• _What the task requires_: Report every line below that has the string "query" in it.

(Dataset entries)
☆ ☆ ☆ ☆ ☆ ☆ ☆
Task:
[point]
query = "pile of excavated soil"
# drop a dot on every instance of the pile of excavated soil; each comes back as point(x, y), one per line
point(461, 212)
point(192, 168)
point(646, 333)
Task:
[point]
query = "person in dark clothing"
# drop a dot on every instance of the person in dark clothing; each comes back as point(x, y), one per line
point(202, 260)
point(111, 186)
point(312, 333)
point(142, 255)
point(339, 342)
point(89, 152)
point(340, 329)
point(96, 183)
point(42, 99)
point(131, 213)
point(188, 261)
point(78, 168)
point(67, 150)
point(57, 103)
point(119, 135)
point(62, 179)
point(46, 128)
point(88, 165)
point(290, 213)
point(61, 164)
☆ ☆ ☆ ☆ ☆ ☆ ☆
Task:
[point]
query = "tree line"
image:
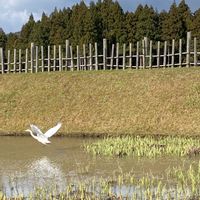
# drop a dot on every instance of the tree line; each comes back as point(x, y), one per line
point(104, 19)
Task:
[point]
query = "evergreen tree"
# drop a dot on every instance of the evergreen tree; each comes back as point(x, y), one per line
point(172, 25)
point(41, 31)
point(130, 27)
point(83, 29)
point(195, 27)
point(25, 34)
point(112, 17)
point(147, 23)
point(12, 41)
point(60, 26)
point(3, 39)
☆ ☆ ☆ ☆ ☆ ☆ ☆
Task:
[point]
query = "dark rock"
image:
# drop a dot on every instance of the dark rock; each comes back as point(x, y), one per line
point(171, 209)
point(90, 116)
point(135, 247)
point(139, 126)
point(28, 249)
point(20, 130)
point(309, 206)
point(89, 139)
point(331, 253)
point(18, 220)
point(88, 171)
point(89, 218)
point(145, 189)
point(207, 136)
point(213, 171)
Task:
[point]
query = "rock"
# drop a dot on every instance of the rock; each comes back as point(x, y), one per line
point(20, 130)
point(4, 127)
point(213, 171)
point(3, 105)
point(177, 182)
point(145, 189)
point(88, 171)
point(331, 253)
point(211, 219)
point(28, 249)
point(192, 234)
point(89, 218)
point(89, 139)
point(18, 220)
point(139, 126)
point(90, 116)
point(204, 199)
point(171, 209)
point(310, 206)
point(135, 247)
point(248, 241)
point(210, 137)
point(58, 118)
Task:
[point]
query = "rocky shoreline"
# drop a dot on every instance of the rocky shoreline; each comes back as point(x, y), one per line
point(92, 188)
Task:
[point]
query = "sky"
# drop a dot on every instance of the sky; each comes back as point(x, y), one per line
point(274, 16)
☆ ☆ ☆ ☆ ☆ ☆ ☆
• _Written solution_:
query = "pile of excavated soil"
query = "person in dark clothing"
query = "tree line"
query = "evergreen tree"
query = "dark rock"
query = "rock"
query = "rocky shoreline"
query = "sky"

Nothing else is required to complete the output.